TEXTO DE REFERÊNCIA:

+++

Complexidade dos processos urbanos, dinâmica territorial e a “revitalização de áreas urbanas”

Dentre os principais problemas ambientais, como os das áreas degradadas, que precisam urgentemente de novas práticas sócio-espaciais para a sua recuperação, fazem parte do processo denominado de “revitalização” de áreas urbanas. Dessa forma, a complexidade aqui é compreendida como inerente ao conhecimento do meio ambiente urbano, e o diálogo entre seus diferentes aspectos, o elemento fundamental para a compreensão dos processos urbanos de reconstrução das cidades contemporâneas. Refletir sobre o território urbano e a dinâmica territorial podem abrir caminhos para uma prática sócio-espacial, que seja capaz de incorporar na gestão territorial urbana a participação da comunidade local, como forma mais adequada de melhorar as condições de vida nas cidades. Segundo Borja, J. y Castells, M. (1997, p.98):

“Com a dinâmica territorial podemos perceber que o espaço dos fluxos está globalmente integrado enquanto os espaços dos lugares estão localmente fragmentados. Um dos mecanismos essenciais de dominação do nosso tempo histórico é o predomínio dos espaços dos fluxos sobre os espaços dos lugares”.

Este entendimento, se levado em consideração nas propostas de urbanistas e planejadores, poderia fazer muita diferença para análises mais adequadas sobre a questão urbana e as práticas de gestão das cidades. A urbanização entendida via dinâmica territorial e, através da gestão territorial de um espaço geográfico, à luz dos processos sociais que a engendram deve considerar também as características naturais que ofereceram as bases para o seu desenvolvimento local. Isto mostra claramente as contradições e conflitos de interesses que permeiam os processos voltados ao patrimônio cultural em território urbanizado, e a necessidade de sua revalorização para a construção da cidadania. Segundo Santos (1998), a análise dos conflitos, pela perspectiva do território fornece entendimento indispensável à apreensão de sua dinâmica, sobretudo por seu conteúdo político, e ainda acrescenta que o conceito de território só poderá tornar-se uma categoria de análise social quando entendido como “território de usos”. É a partir então do uso do território que ocorre a possibilidade de articularmos a materialidade que inclui a natureza e o seu uso com a ação política (Santos. y Silveira, 2001). Isto porque o território usado não é estático e sim dinâmico, transformador, e mostra as contradições da sociedade ao revelar os processos históricos cristalizados nos seus objetos. Como apontado por Bortolozzi (1999, p. 17):

“a totalidade do espaço se torna em territorialidade no lugar mesmo da reprodução das relações sociais e a desorganização espacial decorrente de uma inadequada gestão territorial provoca não só a degradação das paisagens naturais, mas principalmente passa a ser um instrumento eficiente no processo de degradação humana, quando separa os homens em áreas de ricos e pobres”.

+++

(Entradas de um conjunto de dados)
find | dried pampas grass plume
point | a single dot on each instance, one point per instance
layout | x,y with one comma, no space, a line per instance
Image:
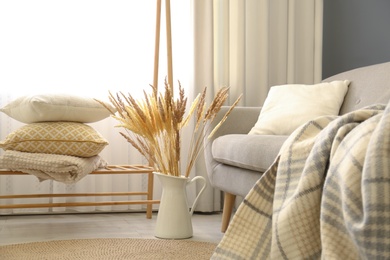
153,124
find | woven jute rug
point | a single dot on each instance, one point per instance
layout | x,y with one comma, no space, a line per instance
109,248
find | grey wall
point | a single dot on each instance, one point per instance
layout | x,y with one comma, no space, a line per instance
356,33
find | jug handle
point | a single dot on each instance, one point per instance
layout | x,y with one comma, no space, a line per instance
200,192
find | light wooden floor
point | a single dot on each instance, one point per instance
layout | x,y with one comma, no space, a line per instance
31,228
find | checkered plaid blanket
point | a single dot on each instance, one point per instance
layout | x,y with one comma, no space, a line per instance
327,196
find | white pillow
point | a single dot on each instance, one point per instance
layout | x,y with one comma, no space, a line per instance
289,106
56,107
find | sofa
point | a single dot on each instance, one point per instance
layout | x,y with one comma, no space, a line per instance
235,160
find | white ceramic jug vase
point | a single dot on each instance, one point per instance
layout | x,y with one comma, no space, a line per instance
174,214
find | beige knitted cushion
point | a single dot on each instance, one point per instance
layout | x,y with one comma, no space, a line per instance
66,138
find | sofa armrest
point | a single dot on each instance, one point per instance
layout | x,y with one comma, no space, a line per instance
240,121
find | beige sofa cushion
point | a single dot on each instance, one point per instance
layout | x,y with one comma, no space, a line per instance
252,152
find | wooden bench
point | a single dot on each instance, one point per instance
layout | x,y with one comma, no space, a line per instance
112,169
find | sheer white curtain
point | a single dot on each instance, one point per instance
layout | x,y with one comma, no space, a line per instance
85,47
251,45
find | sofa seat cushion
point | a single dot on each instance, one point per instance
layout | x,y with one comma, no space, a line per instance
253,152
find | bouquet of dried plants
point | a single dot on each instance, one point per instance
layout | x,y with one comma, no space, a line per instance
154,124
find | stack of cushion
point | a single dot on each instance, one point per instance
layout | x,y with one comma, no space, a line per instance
55,124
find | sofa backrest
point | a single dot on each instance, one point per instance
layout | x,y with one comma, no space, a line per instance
369,85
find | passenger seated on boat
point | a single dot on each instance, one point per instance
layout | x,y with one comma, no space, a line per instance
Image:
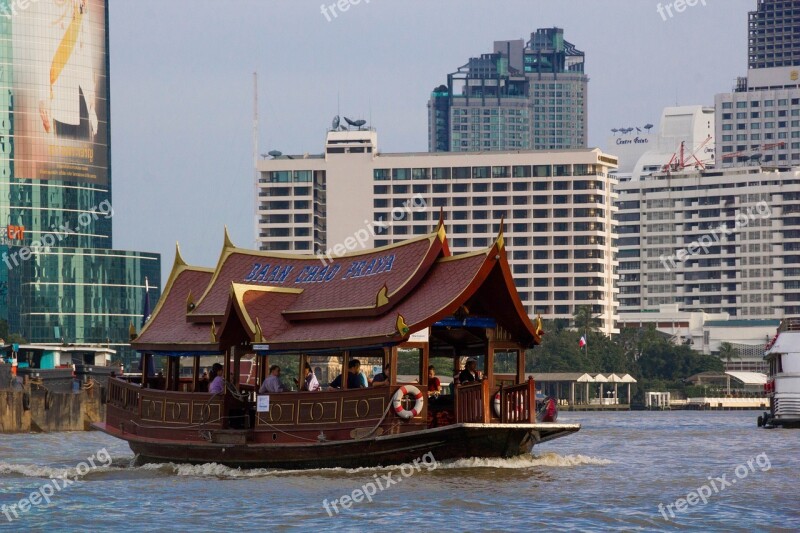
273,381
310,382
382,378
470,372
434,383
217,385
202,383
353,379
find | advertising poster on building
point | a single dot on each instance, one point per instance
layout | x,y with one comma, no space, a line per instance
60,106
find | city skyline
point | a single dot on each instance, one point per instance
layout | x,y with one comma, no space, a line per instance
182,99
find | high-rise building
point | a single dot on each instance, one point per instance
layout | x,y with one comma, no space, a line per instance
774,34
522,96
557,207
706,239
759,122
60,278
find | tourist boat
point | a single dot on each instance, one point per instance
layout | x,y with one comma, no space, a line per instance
783,381
404,305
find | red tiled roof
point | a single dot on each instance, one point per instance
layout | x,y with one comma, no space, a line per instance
266,298
335,291
438,295
168,324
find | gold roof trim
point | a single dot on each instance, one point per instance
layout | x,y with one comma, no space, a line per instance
178,266
237,293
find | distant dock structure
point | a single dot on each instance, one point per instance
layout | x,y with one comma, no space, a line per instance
579,391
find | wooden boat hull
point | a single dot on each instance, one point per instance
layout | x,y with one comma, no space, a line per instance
455,441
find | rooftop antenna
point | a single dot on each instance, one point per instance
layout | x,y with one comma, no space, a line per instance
255,159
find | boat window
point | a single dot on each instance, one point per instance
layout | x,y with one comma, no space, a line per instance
479,358
290,368
326,367
409,361
505,361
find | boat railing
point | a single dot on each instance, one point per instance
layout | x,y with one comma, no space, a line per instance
790,324
472,403
123,395
167,407
517,403
311,409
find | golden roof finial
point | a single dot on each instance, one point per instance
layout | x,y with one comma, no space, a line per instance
501,242
228,243
402,328
383,296
259,334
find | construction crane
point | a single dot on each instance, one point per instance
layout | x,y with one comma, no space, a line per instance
679,161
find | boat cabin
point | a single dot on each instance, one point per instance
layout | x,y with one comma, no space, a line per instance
408,305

+++

TAREFAS A REALIZAR:
a: Reescreva em forma de lista, de modo mais breve, o parágrafo do texto que começa com "Dentre os principais problemas ambientais", conservando seus fatos principais.
b: Selecione e copie todas as linhas dos dados que contêm a palavra "boat".
O texto e as linhas não têm relação entre si.

RESPOSTAS:
a:
- Problemas ambientais, como os das áreas degradadas, fazem parte do processo de "revitalização" de áreas urbanas. Essas áreas precisam urgentemente de novas práticas sócio-espaciais para sua recuperação.
- A complexidade é entendida como inerente ao conhecimento do meio ambiente urbano.
- O diálogo entre os diferentes aspectos desse meio é fundamental para compreender os processos urbanos de reconstrução das cidades contemporâneas.
- Refletir sobre o território urbano e a dinâmica territorial pode abrir caminho para uma prática sócio-espacial. Essa prática incorporaria à gestão territorial urbana a participação da comunidade local, como forma mais adequada de melhorar as condições de vida nas cidades.
- O parágrafo termina introduzindo uma citação de Borja e Castells (1997, p. 98).

b:
find | passenger seated on boat
find | tourist boat
find | wooden boat hull
find | boat window
find | boat railing
find | boat cabin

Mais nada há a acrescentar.